§ PROBLEM TO SOLVE: Using the listing below, set down exactly the lines starting at the line that contains "Category: tinted rear window" and ending at the line that contains "Category: side mirror", both included, and no others.

++++ ENTRIES SHOWN ++++

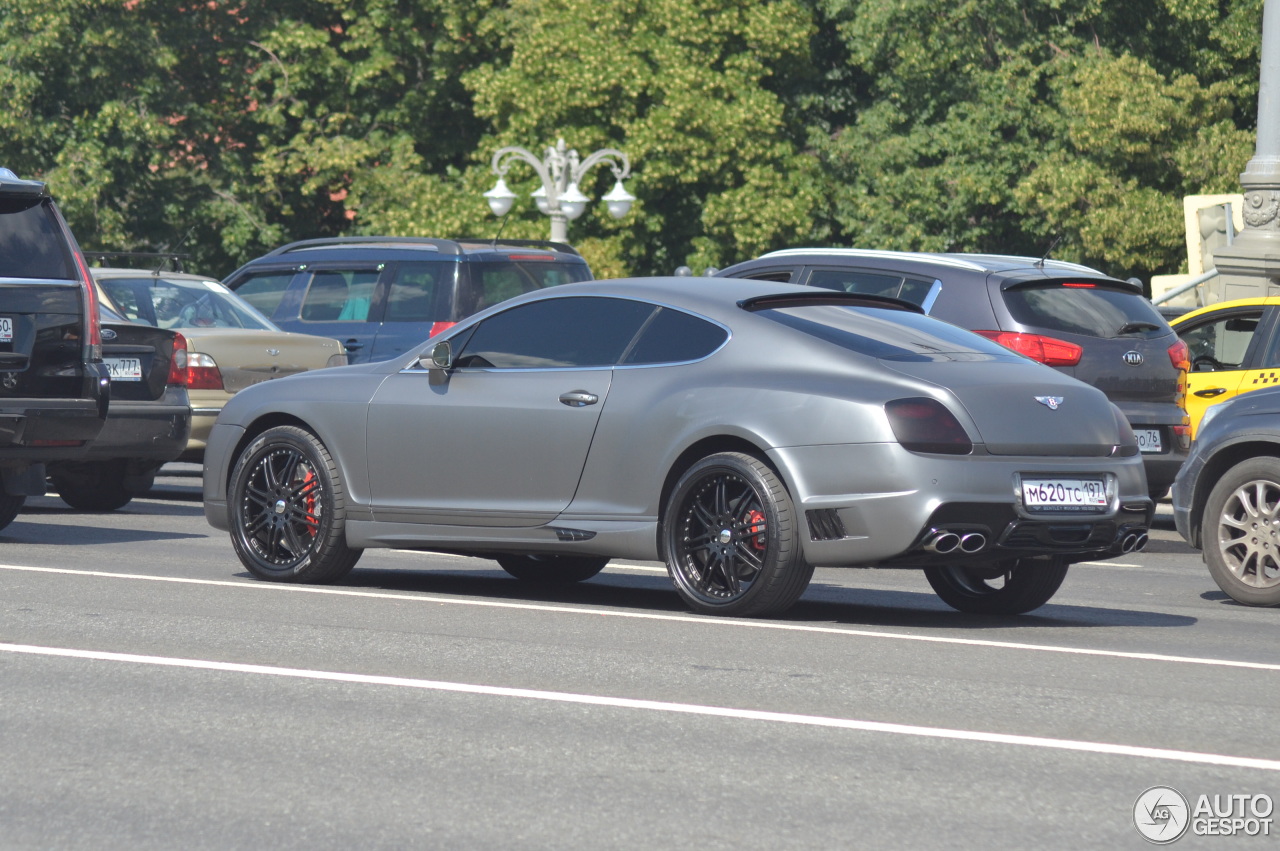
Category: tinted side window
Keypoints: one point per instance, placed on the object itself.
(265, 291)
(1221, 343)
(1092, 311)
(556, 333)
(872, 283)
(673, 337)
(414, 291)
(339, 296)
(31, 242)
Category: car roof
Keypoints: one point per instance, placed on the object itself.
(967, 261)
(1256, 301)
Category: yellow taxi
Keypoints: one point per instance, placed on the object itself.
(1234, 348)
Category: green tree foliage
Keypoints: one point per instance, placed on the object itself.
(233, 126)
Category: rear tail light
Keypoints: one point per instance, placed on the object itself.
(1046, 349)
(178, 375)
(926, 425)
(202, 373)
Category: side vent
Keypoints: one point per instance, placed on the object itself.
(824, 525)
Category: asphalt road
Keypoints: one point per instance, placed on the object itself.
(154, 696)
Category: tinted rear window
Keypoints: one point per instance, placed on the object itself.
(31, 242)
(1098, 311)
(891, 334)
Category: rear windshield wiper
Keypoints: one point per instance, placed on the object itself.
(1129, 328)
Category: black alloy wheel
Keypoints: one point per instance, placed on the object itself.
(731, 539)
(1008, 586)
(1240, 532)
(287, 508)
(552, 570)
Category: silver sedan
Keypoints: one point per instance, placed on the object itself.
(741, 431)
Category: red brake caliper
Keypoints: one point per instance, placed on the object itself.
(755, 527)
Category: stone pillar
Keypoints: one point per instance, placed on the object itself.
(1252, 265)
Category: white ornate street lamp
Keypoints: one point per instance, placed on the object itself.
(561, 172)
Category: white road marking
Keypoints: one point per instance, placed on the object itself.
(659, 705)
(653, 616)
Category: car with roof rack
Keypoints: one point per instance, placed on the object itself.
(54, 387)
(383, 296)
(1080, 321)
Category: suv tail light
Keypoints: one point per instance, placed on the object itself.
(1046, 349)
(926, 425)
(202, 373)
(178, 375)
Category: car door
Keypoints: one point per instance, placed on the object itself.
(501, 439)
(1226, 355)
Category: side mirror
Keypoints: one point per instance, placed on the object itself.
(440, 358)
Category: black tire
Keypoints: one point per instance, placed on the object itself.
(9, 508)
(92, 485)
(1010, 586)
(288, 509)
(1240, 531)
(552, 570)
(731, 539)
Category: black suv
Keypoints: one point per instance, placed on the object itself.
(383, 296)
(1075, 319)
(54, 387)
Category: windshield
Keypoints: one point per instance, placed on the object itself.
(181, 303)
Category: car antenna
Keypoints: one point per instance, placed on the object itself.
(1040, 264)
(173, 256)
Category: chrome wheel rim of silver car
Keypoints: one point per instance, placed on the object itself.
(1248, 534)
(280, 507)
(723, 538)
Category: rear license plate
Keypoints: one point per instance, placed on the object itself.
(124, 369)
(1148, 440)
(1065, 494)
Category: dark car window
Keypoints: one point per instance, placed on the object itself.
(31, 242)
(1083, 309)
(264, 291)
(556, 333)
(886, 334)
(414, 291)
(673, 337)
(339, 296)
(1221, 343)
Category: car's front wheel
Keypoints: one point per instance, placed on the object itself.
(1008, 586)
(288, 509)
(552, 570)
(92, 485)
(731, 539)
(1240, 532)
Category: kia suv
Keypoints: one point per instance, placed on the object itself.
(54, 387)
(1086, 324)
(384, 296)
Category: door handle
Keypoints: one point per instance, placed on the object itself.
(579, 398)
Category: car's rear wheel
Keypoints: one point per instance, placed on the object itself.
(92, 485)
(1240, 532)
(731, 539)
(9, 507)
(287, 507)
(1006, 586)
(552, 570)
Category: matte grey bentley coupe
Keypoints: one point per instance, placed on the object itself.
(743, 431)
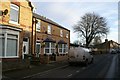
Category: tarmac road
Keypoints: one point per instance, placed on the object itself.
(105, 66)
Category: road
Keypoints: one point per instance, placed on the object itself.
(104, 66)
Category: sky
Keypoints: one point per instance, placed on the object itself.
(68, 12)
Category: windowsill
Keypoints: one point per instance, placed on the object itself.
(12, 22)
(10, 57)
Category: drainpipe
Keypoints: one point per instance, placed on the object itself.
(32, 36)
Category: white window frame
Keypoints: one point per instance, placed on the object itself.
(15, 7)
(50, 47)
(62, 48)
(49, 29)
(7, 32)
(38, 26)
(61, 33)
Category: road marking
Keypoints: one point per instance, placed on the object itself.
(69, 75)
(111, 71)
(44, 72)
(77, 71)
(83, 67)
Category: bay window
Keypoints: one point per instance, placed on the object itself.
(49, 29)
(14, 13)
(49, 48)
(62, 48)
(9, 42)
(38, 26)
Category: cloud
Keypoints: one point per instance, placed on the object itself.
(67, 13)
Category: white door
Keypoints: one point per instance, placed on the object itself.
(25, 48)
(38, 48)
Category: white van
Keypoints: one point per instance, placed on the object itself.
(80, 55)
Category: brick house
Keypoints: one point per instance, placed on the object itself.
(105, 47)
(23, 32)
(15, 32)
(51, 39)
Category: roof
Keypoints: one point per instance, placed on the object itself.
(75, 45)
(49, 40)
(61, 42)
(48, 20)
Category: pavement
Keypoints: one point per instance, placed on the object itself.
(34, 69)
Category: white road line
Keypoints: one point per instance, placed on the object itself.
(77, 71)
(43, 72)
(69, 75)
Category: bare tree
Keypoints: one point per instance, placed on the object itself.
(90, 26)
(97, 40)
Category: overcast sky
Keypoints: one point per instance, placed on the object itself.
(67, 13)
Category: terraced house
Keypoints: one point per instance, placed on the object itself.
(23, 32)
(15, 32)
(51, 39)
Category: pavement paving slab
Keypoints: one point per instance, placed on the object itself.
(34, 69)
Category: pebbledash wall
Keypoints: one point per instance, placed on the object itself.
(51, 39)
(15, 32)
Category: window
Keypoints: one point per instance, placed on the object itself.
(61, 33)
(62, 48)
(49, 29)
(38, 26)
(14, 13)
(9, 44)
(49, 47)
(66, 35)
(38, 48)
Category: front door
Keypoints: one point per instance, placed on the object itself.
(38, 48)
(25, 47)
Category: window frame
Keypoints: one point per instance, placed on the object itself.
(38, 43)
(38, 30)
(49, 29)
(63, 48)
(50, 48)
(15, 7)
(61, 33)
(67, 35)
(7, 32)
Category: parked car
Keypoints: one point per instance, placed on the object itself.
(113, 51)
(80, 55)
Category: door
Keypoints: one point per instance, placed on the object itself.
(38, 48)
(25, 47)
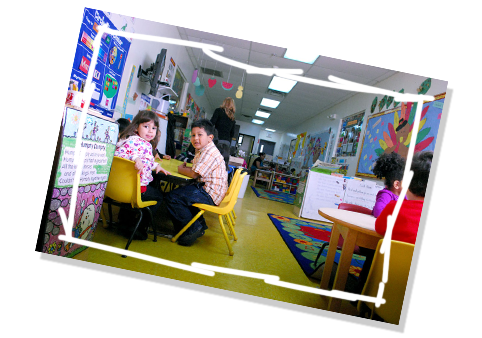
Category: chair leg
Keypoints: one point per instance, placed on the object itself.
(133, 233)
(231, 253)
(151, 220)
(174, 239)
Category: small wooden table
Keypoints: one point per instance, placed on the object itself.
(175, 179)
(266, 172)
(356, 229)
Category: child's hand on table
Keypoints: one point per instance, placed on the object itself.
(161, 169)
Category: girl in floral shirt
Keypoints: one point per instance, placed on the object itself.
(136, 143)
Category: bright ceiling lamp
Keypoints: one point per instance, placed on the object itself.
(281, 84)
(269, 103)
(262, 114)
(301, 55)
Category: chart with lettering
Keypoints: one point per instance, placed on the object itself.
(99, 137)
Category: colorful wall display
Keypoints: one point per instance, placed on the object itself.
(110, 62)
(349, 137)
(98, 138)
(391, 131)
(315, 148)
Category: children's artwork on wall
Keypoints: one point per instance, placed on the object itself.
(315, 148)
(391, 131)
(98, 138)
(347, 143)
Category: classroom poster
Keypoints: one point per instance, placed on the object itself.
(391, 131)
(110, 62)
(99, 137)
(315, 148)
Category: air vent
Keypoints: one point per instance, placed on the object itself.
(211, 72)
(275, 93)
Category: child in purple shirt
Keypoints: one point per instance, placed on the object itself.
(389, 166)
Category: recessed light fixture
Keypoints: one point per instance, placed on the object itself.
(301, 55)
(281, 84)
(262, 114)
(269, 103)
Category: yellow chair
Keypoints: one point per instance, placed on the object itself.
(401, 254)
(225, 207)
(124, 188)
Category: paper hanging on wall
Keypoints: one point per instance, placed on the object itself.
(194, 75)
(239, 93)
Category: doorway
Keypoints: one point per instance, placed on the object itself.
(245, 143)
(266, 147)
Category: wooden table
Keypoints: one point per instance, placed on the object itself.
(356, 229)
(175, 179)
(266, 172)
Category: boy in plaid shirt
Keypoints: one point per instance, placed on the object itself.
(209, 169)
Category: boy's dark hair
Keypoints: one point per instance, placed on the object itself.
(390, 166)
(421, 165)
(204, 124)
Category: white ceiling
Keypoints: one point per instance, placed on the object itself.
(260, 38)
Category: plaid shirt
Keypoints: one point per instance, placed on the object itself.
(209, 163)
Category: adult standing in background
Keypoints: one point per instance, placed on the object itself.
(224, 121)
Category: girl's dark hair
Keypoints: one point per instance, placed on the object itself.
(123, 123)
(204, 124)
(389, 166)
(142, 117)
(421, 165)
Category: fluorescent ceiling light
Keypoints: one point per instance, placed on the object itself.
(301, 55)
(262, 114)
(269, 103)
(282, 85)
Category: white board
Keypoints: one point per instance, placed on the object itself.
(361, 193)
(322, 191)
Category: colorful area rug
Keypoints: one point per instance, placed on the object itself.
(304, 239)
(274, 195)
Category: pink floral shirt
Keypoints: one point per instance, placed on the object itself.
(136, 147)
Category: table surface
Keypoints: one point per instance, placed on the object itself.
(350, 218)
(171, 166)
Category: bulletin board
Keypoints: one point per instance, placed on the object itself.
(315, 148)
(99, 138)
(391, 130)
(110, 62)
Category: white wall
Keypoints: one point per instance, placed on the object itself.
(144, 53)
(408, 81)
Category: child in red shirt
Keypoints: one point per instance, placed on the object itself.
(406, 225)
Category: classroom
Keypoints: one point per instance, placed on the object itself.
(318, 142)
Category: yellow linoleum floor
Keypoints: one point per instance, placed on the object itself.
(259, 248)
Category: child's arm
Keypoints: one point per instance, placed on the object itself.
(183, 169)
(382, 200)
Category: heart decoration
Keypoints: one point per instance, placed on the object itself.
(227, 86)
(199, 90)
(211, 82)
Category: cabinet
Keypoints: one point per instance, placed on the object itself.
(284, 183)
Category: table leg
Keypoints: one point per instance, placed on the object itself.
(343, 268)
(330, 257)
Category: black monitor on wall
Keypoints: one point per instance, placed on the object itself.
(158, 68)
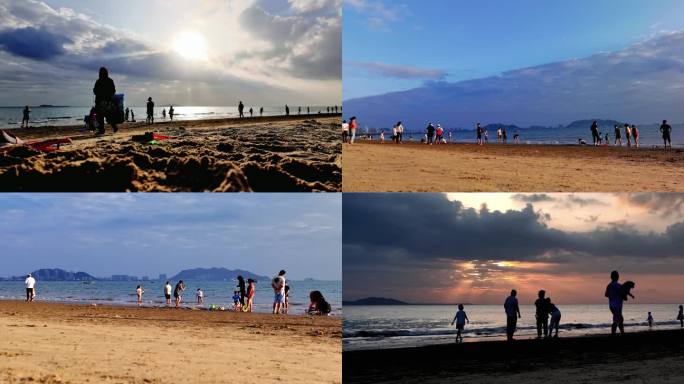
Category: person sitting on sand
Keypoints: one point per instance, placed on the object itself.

++++

§ RESPONSE:
Category: tinted rear window
Keypoints: one point per instance, placed on the object itself.
(31, 242)
(1098, 311)
(891, 334)
Category: rear windshield wiper
Keypoints: one point per instance, placed on the object itself.
(1129, 328)
Category: black alloy wheel
Keypoints: one point per instance, placed on the object itself.
(731, 539)
(1008, 586)
(1240, 532)
(287, 508)
(552, 570)
Category: silver sedan
Keypoints: one point per instance, placed on the object itself.
(741, 431)
Category: red brake caliper
Keypoints: one point per instance, placed on the object itself.
(755, 527)
Category: stone pillar
Keypoints: one point per instance, placed on the object itself.
(1252, 265)
Category: white ornate street lamp
Keypoints: one point per instance, placed on the object itself.
(561, 172)
Category: white road marking
Keypoints: one point per instance, placed on the object itself.
(659, 705)
(653, 616)
Category: car with roof rack
Keypoints: one point per instance, placed on the object itself.
(54, 387)
(383, 296)
(1080, 321)
Category: suv tail light
Keypoints: one point per instance, placed on the object itself.
(1046, 349)
(926, 425)
(202, 373)
(178, 375)
Category: car door
Keypoints: one point per instance, placed on the object itself.
(501, 439)
(1226, 355)
Category: side mirror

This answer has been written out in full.